— BEGIN —
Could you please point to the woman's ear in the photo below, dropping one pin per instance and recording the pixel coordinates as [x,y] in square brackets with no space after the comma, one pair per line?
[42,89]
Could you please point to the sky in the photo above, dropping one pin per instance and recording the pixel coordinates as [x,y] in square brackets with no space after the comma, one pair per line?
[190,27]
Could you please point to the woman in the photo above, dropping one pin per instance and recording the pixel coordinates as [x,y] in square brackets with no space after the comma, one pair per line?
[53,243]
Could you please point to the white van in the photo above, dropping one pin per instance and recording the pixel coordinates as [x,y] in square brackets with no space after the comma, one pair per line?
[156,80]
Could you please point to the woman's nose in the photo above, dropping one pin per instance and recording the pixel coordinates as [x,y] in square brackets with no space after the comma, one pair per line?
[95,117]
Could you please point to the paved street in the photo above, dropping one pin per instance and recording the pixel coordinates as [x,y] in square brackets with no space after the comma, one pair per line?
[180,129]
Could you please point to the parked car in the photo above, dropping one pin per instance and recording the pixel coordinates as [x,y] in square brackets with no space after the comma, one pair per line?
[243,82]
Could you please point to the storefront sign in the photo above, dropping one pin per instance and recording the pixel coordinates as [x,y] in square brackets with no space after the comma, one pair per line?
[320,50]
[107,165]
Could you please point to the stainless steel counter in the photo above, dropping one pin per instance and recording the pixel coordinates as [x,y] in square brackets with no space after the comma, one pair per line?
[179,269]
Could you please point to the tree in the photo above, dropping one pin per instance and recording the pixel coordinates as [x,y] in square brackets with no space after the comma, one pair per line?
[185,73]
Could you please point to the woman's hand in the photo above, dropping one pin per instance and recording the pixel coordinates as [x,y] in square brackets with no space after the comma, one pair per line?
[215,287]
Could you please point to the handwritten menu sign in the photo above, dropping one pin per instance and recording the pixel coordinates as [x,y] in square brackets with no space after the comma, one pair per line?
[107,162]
— END —
## Problem to solve
Rewrite the items from the line containing "Could you please point to the white" through the end of the items, replacing "stainless steel counter" with "metal counter" and keeping all else unchanged.

## Task answer
Could you please point to the white van in the photo above, dropping one pin per instance and recording the pixel coordinates as [x,y] in square brackets with no space after the comma, one pair per line?
[156,80]
Could you please point to the woman's nose in the photo above, dropping one pin per instance and recording the pixel coordinates as [x,y] in square brackets with no space after the comma, one pair per line?
[95,117]
Could you please point to the paved street in the photo above, dropping one pin per instance and recording the pixel coordinates as [x,y] in square brackets with no space after the comma, one pair per line?
[180,129]
Could you please point to the parked car in the photo above, dropping one pin per instance and recording the pixel coordinates as [x,y] in square brackets with no space after the comma, one pair per line?
[243,82]
Could you please point to the storefront sign in the photo above, dropping one pin per instance and recording the pixel coordinates as [x,y] in square brackets with no space after the comma, one pair per line?
[320,50]
[107,165]
Could you please point to the metal counter in the photo above, dropping one pin per instance and recording the pixel coordinates as [x,y] in square brackets with no space after the comma, one pair per line?
[179,269]
Could you please point to the tree in the photo above, dropping one pin per instance and recording the pixel coordinates as [x,y] in square brackets with no space after the comma, one pair per line?
[185,73]
Could you please point to the woman's hand in the photo above, dropping one pin per instance and recording the pixel coordinates as [x,y] in square brackets with no space after the comma, one pair per line?
[215,287]
Could you please point to the handwritten menu sign in the photo above, dropping one pin per instance and recording the pixel coordinates as [x,y] in square brackets with no space after the comma, one pair per line?
[107,162]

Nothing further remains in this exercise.